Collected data
◇ ◇ ◇ ◇

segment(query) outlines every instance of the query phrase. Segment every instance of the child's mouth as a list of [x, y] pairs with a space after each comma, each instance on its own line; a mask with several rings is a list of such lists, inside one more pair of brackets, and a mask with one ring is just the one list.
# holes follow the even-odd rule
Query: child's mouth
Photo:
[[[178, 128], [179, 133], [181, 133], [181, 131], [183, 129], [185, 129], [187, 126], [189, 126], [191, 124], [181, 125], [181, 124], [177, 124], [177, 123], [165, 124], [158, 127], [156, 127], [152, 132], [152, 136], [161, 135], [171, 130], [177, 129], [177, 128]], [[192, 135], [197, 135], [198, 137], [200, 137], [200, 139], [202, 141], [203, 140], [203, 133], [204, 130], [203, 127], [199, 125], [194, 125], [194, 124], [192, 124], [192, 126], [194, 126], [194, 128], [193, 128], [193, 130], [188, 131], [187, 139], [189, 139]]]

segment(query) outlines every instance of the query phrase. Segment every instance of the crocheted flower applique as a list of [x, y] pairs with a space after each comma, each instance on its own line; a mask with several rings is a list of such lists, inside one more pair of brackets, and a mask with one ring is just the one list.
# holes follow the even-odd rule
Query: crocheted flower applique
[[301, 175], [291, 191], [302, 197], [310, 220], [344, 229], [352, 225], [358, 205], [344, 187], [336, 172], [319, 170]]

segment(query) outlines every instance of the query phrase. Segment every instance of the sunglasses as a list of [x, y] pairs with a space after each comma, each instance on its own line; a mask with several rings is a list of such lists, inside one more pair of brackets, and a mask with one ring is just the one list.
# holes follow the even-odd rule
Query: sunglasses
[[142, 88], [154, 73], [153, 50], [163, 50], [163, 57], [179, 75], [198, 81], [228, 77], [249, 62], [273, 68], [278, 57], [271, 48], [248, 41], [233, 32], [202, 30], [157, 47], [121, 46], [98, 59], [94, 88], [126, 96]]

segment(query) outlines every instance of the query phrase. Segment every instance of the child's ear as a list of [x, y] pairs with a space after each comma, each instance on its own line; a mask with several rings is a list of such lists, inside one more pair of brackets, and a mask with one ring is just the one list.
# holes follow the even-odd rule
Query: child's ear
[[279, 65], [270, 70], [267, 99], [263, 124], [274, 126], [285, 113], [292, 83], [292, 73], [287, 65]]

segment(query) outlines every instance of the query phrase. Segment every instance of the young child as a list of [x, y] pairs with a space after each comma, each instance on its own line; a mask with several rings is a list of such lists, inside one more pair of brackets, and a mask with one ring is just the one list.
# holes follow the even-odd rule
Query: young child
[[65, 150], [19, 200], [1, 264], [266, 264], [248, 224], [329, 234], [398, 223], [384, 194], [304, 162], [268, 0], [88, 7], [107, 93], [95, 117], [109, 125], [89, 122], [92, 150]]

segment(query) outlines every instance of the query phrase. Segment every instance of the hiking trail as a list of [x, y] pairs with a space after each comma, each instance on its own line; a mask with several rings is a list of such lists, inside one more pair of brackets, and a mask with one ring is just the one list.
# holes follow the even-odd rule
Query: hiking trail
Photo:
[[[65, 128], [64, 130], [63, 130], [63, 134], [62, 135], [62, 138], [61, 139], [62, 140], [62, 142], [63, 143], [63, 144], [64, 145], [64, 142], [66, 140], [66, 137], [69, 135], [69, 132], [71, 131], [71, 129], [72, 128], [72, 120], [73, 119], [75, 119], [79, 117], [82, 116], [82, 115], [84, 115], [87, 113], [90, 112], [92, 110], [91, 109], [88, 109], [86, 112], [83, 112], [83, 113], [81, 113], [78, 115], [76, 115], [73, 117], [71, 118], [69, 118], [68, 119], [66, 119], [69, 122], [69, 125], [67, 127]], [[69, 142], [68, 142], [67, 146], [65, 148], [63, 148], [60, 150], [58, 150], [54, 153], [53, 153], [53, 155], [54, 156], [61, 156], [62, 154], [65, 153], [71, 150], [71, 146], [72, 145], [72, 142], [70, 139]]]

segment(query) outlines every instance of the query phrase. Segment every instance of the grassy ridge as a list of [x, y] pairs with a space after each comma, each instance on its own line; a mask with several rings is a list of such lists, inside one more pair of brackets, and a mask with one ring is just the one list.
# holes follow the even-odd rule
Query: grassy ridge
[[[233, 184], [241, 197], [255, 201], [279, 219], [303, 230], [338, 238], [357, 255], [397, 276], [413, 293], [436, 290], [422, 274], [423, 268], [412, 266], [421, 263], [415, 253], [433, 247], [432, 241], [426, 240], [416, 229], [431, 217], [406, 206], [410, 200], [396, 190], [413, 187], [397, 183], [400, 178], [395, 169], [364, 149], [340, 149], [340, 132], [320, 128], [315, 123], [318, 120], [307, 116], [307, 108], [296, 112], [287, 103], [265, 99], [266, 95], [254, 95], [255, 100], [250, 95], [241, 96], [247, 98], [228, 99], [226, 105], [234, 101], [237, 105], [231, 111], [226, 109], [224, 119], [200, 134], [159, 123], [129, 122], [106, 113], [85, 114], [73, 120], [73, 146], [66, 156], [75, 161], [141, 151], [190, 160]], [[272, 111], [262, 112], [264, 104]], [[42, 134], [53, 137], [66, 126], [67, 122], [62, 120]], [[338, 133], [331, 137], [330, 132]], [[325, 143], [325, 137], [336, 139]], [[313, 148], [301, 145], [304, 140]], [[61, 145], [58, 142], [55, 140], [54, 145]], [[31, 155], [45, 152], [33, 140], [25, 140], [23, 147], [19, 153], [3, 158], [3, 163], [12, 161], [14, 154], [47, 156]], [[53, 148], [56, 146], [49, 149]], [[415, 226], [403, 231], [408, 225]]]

◇ ◇ ◇ ◇

> Exercise brief:
Rewrite every one of the entries above with "child's" replaced by "kid's" wherever it occurs. Leave everything else unchanged.

> Answer to this exercise:
segment(query) outlines every instance of the query phrase. Segment every instance of the kid's mouth as a list of [x, y] pairs with a space after each comma, each instance on its own line; a mask with several rings is a list of such lists, inside one more pair of brackets, and a mask with one ring is just the one list.
# holes follow the even-odd rule
Query: kid's mouth
Photo:
[[[178, 128], [179, 133], [181, 133], [181, 131], [183, 129], [185, 129], [187, 126], [189, 126], [191, 124], [181, 125], [181, 124], [177, 124], [177, 123], [165, 124], [158, 127], [156, 127], [152, 132], [152, 136], [161, 135], [171, 130], [177, 129], [177, 128]], [[192, 135], [197, 135], [198, 137], [200, 137], [200, 139], [202, 141], [203, 140], [203, 133], [204, 130], [203, 127], [199, 125], [194, 125], [194, 124], [192, 124], [192, 126], [194, 126], [194, 128], [193, 128], [193, 130], [188, 131], [187, 139], [189, 139]]]

segment(query) outlines every instance of the query phrase. Segment every instance of the crocheted flower applique as a list of [x, y] pairs with a space after each comma, each instance on its own line; a mask with several rings is a list of such lists, inside one more pair of brackets, and a mask with one ring is just the one list.
# holes follow the even-odd rule
Query: crocheted flower applique
[[301, 175], [291, 191], [302, 197], [310, 220], [344, 229], [352, 225], [358, 205], [344, 187], [336, 172], [319, 170]]

segment(query) outlines every instance of the query phrase. Segment every instance of the sunglasses as a list of [x, y] pairs with a space after each comma, each instance on its own line; a mask with several rings is a list of such lists, inside one more pair of brackets, and a mask with one ring is just the one list.
# holes follow the even-odd rule
Query: sunglasses
[[142, 88], [154, 73], [153, 50], [163, 50], [163, 57], [179, 75], [198, 81], [228, 77], [249, 62], [273, 68], [278, 57], [271, 48], [248, 41], [233, 32], [202, 30], [157, 47], [121, 46], [98, 59], [94, 88], [126, 96]]

segment(query) outlines every instance of the query phrase. Segment every instance of the kid's ear as a list of [x, y] pairs with a space after each comma, each instance on its own line; a mask with several rings is a list of such lists, inside one more pair of brackets, and a mask with one ring is just the one list.
# holes follow the even-odd rule
Query: kid's ear
[[279, 65], [270, 70], [267, 99], [263, 124], [274, 126], [285, 113], [292, 83], [292, 73], [287, 65]]

segment(query) outlines every instance of the query phrase. Segment every instance of the young child as a list of [x, y] pairs with a space after each comma, each instance on its own line; a mask with several rings is a list of such lists, inside one more pair of brackets, and a mask with one ring is just the one list.
# holes follow the even-odd rule
Query: young child
[[65, 150], [19, 200], [1, 264], [266, 264], [248, 224], [329, 234], [398, 223], [384, 194], [304, 162], [268, 0], [88, 7], [107, 93], [95, 117], [109, 125], [89, 122], [92, 150]]

segment(query) outlines every instance of the query phrase. Segment every instance of the hiking trail as a list of [x, y] pairs with a space after each comma, each instance on its own line; a mask with several rings is a list of such lists, inside one more pair of brackets, and a mask with one ring is just the one list.
# holes follow the even-odd rule
Query: hiking trail
Photo:
[[[65, 128], [64, 130], [63, 130], [63, 134], [62, 135], [62, 138], [61, 139], [62, 140], [62, 142], [63, 143], [63, 144], [64, 145], [64, 142], [66, 140], [66, 137], [69, 135], [69, 132], [71, 131], [71, 129], [72, 128], [72, 120], [73, 119], [75, 119], [79, 117], [82, 116], [82, 115], [84, 115], [87, 113], [90, 112], [92, 110], [91, 109], [88, 109], [86, 112], [83, 112], [83, 113], [81, 113], [78, 115], [76, 115], [73, 117], [71, 118], [69, 118], [68, 119], [66, 119], [69, 122], [69, 125], [67, 127]], [[69, 142], [68, 142], [67, 146], [65, 148], [63, 148], [60, 150], [58, 150], [54, 153], [53, 153], [53, 155], [54, 156], [61, 156], [62, 154], [65, 153], [71, 150], [71, 146], [72, 145], [72, 142], [70, 139]]]

segment(query) outlines every instance of the query phrase. Segment every instance of the grassy ridge as a list of [x, y] pairs with a space after each comma, each instance on its own line; a mask with several rings is a list of such lists, inside one more pair of brackets, and a mask with one ring is just the one list.
# holes follow the even-odd rule
Query: grassy ridge
[[[233, 184], [241, 197], [255, 201], [279, 219], [303, 230], [338, 238], [357, 255], [397, 276], [413, 293], [436, 290], [422, 274], [423, 268], [412, 266], [421, 263], [415, 253], [433, 247], [432, 241], [426, 240], [416, 229], [431, 217], [406, 206], [410, 200], [396, 190], [413, 187], [397, 183], [400, 178], [395, 169], [364, 149], [340, 149], [340, 132], [320, 128], [315, 123], [318, 120], [307, 116], [307, 108], [296, 112], [287, 103], [265, 99], [266, 95], [254, 95], [255, 100], [250, 95], [241, 96], [247, 98], [228, 99], [226, 105], [234, 101], [237, 105], [231, 111], [226, 109], [224, 119], [200, 134], [159, 123], [129, 122], [106, 113], [85, 114], [73, 120], [73, 146], [66, 156], [75, 161], [141, 151], [190, 160]], [[272, 111], [262, 112], [264, 104]], [[42, 134], [53, 137], [66, 126], [67, 122], [62, 120]], [[338, 133], [331, 137], [330, 132]], [[325, 143], [325, 137], [336, 139]], [[313, 148], [301, 145], [304, 140]], [[61, 145], [58, 142], [55, 140], [54, 145]], [[31, 155], [45, 152], [33, 140], [25, 140], [23, 147], [19, 153], [3, 158], [3, 163], [12, 161], [14, 154], [47, 156]], [[53, 148], [56, 146], [49, 149]], [[415, 226], [403, 231], [408, 225]]]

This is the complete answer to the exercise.